- _To do_
Retype all the entries word for word, but omit the pictures.

- _Extracted data_

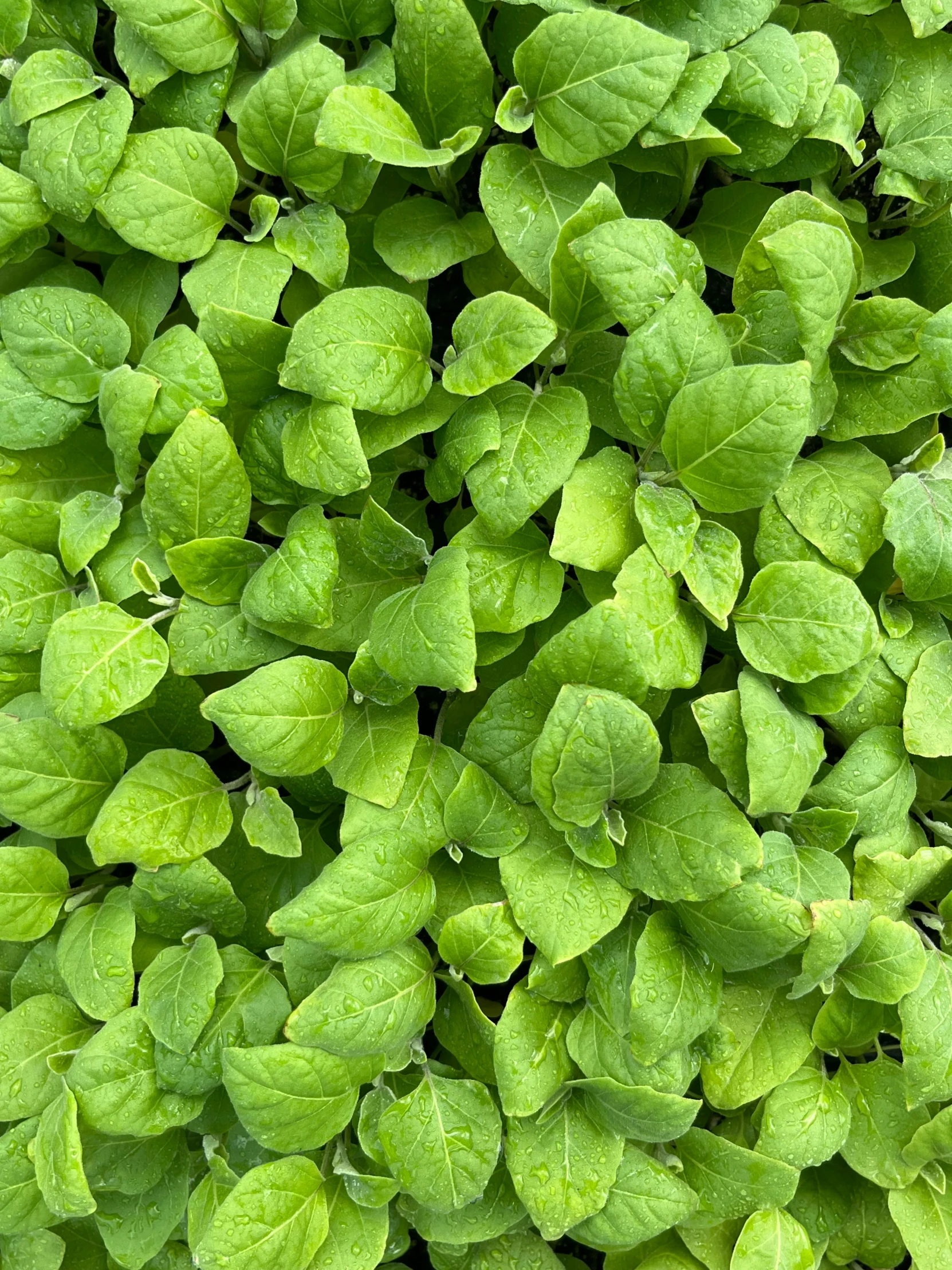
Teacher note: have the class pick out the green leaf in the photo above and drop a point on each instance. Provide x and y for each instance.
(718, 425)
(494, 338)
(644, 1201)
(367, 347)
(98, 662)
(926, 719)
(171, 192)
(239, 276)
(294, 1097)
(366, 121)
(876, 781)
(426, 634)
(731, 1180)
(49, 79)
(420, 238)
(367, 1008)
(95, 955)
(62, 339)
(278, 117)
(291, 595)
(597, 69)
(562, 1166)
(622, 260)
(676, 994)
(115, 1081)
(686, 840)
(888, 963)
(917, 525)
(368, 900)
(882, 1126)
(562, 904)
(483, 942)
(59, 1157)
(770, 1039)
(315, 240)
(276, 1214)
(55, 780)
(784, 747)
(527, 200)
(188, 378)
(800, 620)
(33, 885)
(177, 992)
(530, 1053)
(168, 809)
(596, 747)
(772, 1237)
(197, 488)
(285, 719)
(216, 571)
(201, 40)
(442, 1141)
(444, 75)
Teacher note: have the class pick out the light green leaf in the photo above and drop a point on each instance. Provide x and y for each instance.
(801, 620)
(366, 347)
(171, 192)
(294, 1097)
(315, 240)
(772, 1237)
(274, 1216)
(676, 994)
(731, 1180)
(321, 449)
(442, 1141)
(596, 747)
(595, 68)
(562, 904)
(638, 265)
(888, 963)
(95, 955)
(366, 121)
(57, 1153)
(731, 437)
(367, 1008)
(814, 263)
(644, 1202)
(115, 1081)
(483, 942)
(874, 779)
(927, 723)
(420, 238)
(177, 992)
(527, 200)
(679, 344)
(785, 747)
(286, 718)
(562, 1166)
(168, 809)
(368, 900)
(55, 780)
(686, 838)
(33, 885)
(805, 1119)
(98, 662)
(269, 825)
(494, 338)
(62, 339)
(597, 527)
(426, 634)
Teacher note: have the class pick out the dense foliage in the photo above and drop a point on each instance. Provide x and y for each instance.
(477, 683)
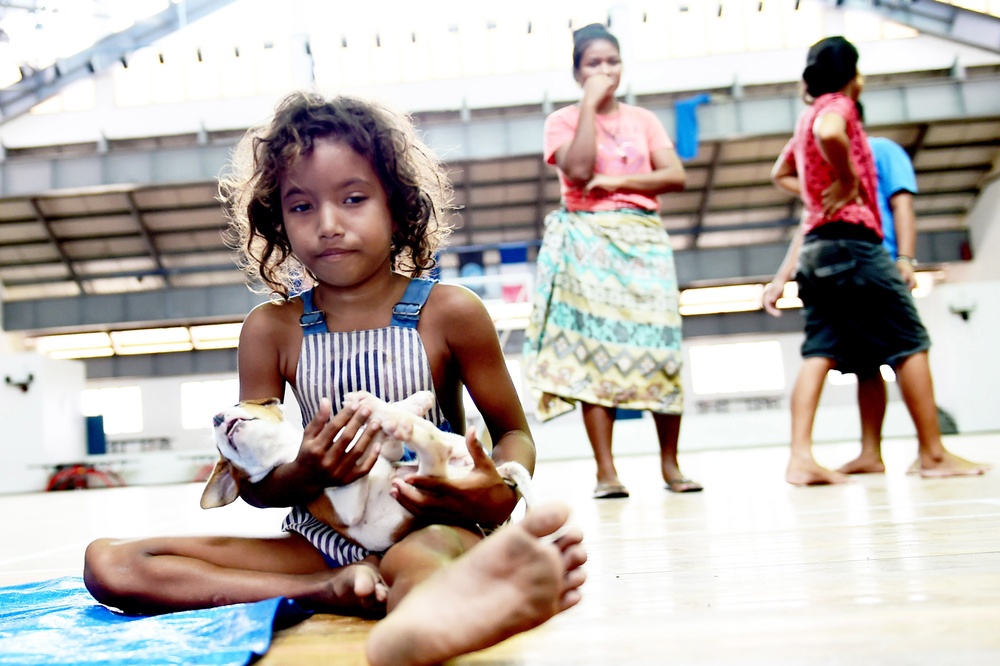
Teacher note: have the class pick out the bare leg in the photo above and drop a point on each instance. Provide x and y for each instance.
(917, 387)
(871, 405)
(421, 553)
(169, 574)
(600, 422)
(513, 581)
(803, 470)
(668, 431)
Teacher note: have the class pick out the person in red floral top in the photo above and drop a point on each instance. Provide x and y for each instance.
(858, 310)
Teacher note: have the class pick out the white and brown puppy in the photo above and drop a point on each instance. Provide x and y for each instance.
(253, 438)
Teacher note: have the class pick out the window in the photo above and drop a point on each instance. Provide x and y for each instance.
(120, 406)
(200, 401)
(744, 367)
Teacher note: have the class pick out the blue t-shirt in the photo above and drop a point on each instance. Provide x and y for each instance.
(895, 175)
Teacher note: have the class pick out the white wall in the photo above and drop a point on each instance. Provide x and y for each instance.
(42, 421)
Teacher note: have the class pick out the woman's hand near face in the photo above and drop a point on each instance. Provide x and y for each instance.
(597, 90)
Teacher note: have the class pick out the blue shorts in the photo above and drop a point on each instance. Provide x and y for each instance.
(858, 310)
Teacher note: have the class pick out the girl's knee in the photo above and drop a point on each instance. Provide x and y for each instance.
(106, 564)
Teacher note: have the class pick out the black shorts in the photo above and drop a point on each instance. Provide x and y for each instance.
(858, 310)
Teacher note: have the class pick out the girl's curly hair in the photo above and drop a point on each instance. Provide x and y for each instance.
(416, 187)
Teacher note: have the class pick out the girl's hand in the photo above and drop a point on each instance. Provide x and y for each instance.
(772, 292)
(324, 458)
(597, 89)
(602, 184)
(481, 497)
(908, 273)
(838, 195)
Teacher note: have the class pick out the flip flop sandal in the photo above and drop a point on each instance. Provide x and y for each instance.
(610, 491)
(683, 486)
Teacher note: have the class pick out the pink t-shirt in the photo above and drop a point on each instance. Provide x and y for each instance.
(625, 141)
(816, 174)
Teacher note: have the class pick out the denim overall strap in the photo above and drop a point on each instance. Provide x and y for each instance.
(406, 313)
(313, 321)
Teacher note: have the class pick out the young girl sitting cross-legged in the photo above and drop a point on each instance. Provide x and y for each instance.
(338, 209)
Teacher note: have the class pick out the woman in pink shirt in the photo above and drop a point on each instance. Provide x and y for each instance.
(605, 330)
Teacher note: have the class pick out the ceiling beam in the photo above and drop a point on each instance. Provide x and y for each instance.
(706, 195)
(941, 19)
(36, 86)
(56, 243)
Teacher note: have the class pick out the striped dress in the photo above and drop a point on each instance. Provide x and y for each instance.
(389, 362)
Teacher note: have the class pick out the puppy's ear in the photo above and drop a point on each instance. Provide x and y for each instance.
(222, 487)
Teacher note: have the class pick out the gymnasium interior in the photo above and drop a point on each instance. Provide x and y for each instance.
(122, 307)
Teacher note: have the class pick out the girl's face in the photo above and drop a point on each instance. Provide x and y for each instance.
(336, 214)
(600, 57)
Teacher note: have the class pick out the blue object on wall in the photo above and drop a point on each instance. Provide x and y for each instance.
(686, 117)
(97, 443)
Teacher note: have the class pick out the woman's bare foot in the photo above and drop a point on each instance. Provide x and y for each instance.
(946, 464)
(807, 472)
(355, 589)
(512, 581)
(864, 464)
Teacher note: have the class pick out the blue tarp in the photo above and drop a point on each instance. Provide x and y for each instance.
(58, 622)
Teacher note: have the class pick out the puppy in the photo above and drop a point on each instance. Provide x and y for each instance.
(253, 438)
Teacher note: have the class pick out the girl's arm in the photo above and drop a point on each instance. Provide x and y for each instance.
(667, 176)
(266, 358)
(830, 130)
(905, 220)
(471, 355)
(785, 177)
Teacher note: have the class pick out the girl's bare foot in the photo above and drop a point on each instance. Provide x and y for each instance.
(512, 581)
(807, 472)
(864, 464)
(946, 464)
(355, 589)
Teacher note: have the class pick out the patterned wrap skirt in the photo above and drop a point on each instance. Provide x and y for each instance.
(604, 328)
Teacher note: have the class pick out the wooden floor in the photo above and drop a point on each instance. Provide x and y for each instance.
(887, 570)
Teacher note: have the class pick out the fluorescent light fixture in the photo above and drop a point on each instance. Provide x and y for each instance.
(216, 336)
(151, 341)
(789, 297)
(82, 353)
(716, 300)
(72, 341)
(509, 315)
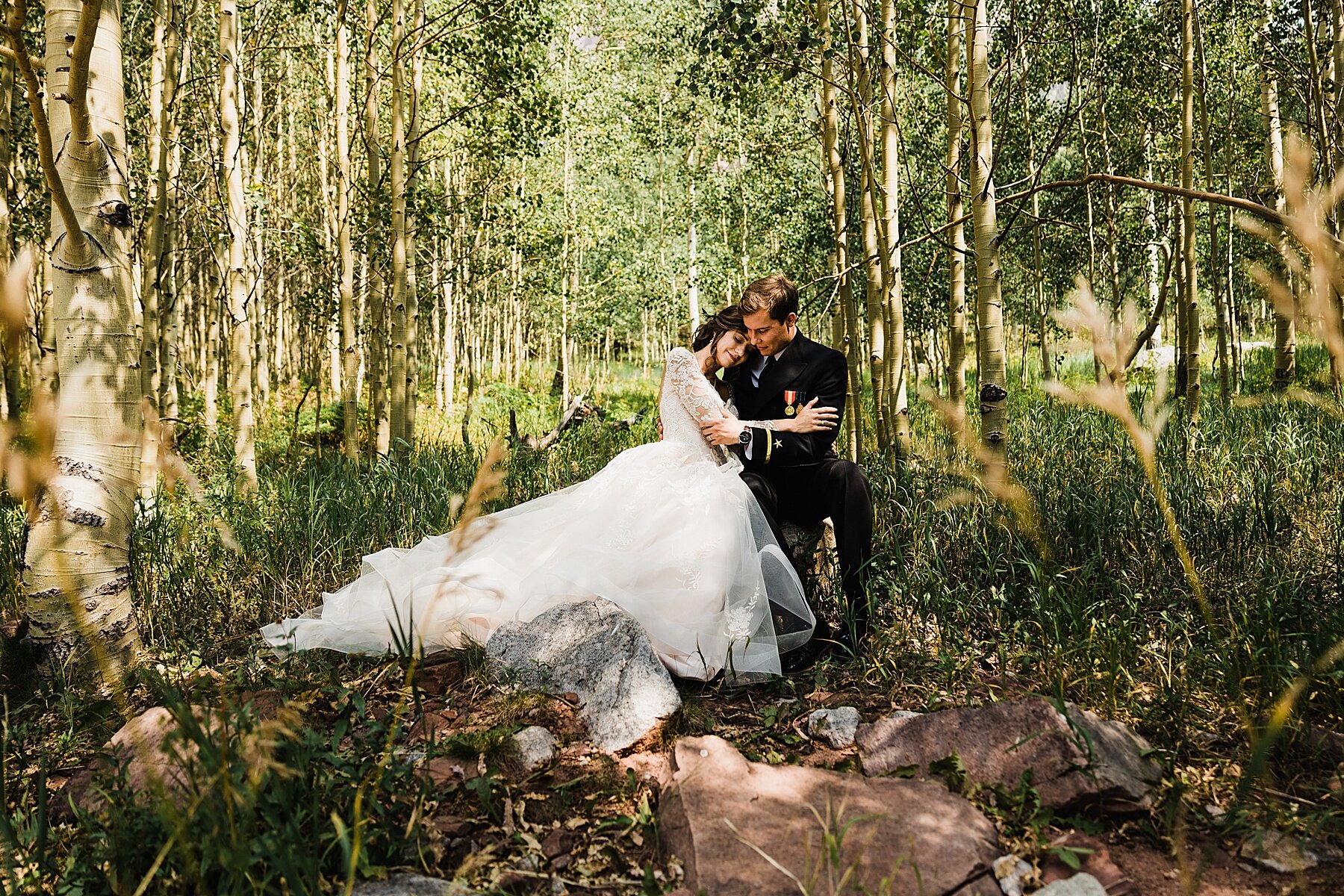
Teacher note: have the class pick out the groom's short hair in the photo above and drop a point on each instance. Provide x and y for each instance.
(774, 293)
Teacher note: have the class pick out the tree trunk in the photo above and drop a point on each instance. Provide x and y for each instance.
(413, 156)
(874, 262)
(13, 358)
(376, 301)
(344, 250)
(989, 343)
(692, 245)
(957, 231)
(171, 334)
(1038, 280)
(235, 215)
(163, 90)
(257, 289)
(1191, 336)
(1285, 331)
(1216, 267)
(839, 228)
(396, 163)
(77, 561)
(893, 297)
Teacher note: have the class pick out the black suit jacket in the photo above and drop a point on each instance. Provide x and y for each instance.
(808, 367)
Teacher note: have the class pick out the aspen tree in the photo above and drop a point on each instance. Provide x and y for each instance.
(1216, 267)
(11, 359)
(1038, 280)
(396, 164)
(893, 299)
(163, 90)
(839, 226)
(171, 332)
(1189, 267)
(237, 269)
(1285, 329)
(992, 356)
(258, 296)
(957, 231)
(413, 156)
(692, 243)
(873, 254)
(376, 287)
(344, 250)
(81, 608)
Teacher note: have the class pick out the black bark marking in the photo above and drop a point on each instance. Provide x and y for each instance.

- _Task response_
Teacher note: have the class pick out the green leaf in the photo above and drop a point on each instance. Provide x and y for each instance.
(718, 425)
(494, 338)
(644, 1201)
(367, 347)
(98, 662)
(926, 719)
(171, 192)
(239, 276)
(294, 1097)
(366, 121)
(876, 781)
(426, 634)
(731, 1180)
(49, 79)
(420, 238)
(367, 1008)
(95, 955)
(62, 339)
(278, 117)
(291, 595)
(597, 69)
(562, 1166)
(622, 260)
(676, 994)
(115, 1081)
(686, 840)
(888, 963)
(917, 525)
(368, 900)
(882, 1126)
(562, 904)
(483, 942)
(59, 1157)
(770, 1039)
(315, 240)
(276, 1214)
(55, 780)
(784, 747)
(527, 200)
(188, 378)
(800, 620)
(33, 885)
(177, 992)
(530, 1053)
(168, 809)
(596, 747)
(772, 1237)
(197, 488)
(285, 719)
(216, 571)
(201, 40)
(442, 1141)
(444, 75)
Teacher note: have the class pick out the light green leaf in the photo above and drop a point on each instance. Provide x and y for each instance.
(801, 620)
(366, 347)
(171, 192)
(294, 1097)
(315, 240)
(772, 1237)
(274, 1216)
(676, 994)
(731, 1180)
(321, 449)
(442, 1141)
(596, 747)
(595, 68)
(562, 904)
(638, 265)
(888, 963)
(95, 955)
(366, 121)
(57, 1153)
(731, 437)
(367, 1008)
(814, 263)
(644, 1202)
(115, 1081)
(483, 942)
(874, 779)
(927, 723)
(420, 238)
(177, 992)
(527, 200)
(679, 344)
(785, 747)
(286, 718)
(562, 1166)
(168, 809)
(368, 900)
(55, 780)
(686, 838)
(33, 885)
(805, 1119)
(98, 662)
(269, 825)
(494, 338)
(62, 339)
(597, 527)
(426, 634)
Teacher note: have the class pick out the dense foliage in the photo above and drop a point on each instance. Provide x and y for each instance.
(477, 683)
Teacher note: have the class pick out the bare leg in the photo above and drop a point on each instance. Provide x and y for each instance.
(917, 387)
(871, 405)
(421, 553)
(169, 574)
(600, 422)
(513, 581)
(803, 470)
(668, 431)
Teacher note: have the class pick out the person in red floral top in the photo above and drop a point on each instance. Provide x and y for each instance.
(858, 310)
Teacher note: have the class pick out the white and brown puppy in the photo above and drop a point on each instance. Provide x and y for each instance.
(253, 438)
Teacher note: have the class pick out the window in the photo above and drop a point on each instance. Provide x and y for each instance.
(120, 406)
(200, 401)
(744, 367)
Teacher note: have the class pick out the blue t-shirt in the photo above and drop a point on each instance. Provide x and y for each instance.
(895, 175)
Teacher note: have the class pick out the white wall in the photo above and drop a point on each instance. Provide x and y for each instance.
(42, 421)
Teacher note: have the class pick out the woman's hand near face in the photo above and drop a point on each instance. Provide x and y for each instance.
(597, 90)
Teacher note: have the class pick out the blue shorts in the photo above and drop a point on each instance. Provide x and y for each instance.
(858, 310)
Teacher note: have the class pick out the girl's knee in the photo above and drop a point on each instance. Provide x and y for each instance.
(106, 564)
Teacher note: have the class pick out the black shorts in the photo above and drop a point on each instance. Provide x and y for each instance.
(858, 310)
Teacher note: have the class pick out the girl's curly hair in the photo above and drop a point on each instance. Provide x and y for each instance.
(416, 187)
Teacher note: have the class pick out the girl's hand in the photo above and drop a point on each instance. Provide x and y for each instance.
(772, 292)
(324, 458)
(597, 89)
(602, 184)
(481, 497)
(908, 273)
(838, 195)
Teacher note: have the class pick out the flip flop sandal in the photo above and drop a point on each instance. Provide x and y for each instance.
(610, 491)
(683, 486)
Teacher note: have the class pick out the pink t-shirt in the photo above and drop a point on each instance. Provide x and y for each instance.
(625, 141)
(816, 174)
Teacher note: have the class pick out the denim overall strap in the photo above and drop a point on each instance. Provide x and y for each instance.
(406, 313)
(313, 321)
Teacher note: have the class pick out the young girl sitting cross-legged in the photo above and drop a point on each instance. Provide x and y for each instance.
(338, 209)
Teacher note: have the class pick out the woman in pink shirt in the photo above and drop a point on each instance. Provide x and y for each instance.
(605, 330)
Teacher note: have the class pick out the ceiling beam in the photo above and drop a point on each instance. Provide x and y for each instance.
(706, 195)
(941, 19)
(36, 86)
(56, 243)
Teacher note: have the class pick out the striped dress in the photo above and drop a point on each instance. Provide x and y for each instance.
(389, 362)
Teacher note: have the class pick out the puppy's ear in the photo above and drop a point on each instance. Provide x and y for each instance.
(222, 487)
Teacher note: have the class pick out the gymnasium interior in the photo above and drop a point on each instance. Provide x and y for each instance.
(122, 307)
Teacher note: have the class pick out the girl's face in the photo above and drop a point on each instance. Provide x and y for each instance.
(336, 214)
(600, 57)
Teacher note: have the class pick out the blue object on wall in the photo above and drop a point on each instance. Provide x and y for each instance.
(686, 117)
(97, 443)
Teacher note: have the class pick out the woman's bare foot in the photo above and drop a point on each instance. Provide x and y for each instance.
(946, 464)
(807, 472)
(355, 589)
(512, 581)
(864, 464)
Teacher note: have the class pick out the blue tarp in the photo above and drop a point on each instance. Provide x and y for each instance.
(58, 622)
Teacher note: have the class pick out the puppy in the photo above and drop a point on each instance. Provide x and y for each instance.
(253, 438)
Teacher note: have the class pick out the girl's arm in the photo above and drop a point on each instance. Provide x and y for each instance.
(667, 176)
(266, 358)
(830, 130)
(905, 220)
(471, 355)
(785, 177)
Teacher note: have the class pick out the girl's bare foot in the photo above and drop a point on each instance. Provide x and y for each instance.
(512, 581)
(807, 472)
(864, 464)
(946, 464)
(355, 589)
Teacher note: have the class pick out the patterned wrap skirt in the photo above and drop a point on each instance. Provide x and y for each instance.
(604, 328)
Teacher note: have the class pick out the wooden floor in the photo above and drop a point on each instance. Provide x and y for each instance.
(887, 570)
Teacher note: have the class pick out the fluorescent light fixture in the photo above and drop a point on each instance. Provide x and y for each instance.
(216, 336)
(151, 341)
(789, 297)
(82, 353)
(716, 300)
(72, 341)
(509, 315)
Teacher note: have the class pick out the groom's short hair in the photo above and drop a point on each instance. Provide x and y for each instance.
(774, 293)
Teacher note: have the class pick out the tree trunk in the photo above and drop a point on each instance. Provide x and y for each instance.
(413, 156)
(874, 262)
(13, 358)
(376, 301)
(344, 250)
(989, 343)
(692, 245)
(957, 231)
(171, 334)
(1038, 280)
(235, 215)
(163, 90)
(257, 289)
(1191, 336)
(1285, 331)
(1216, 267)
(839, 228)
(396, 163)
(77, 561)
(893, 297)
Teacher note: have the class pick out the black suit jacket in the photo above and drop a point on each instance. Provide x and y for each instance.
(808, 367)
Teacher note: have the class pick out the aspen tree in the photo above and drop a point on each instance. Provide x and y for each instance.
(1216, 267)
(11, 359)
(1038, 280)
(396, 164)
(893, 299)
(163, 90)
(839, 226)
(171, 332)
(1189, 267)
(237, 269)
(1285, 329)
(992, 356)
(258, 296)
(957, 231)
(413, 156)
(692, 243)
(873, 254)
(376, 287)
(344, 250)
(81, 608)
Teacher note: have the class pick out the black bark marking in the photo above and drop a point on each instance. Provide x and y for each instance.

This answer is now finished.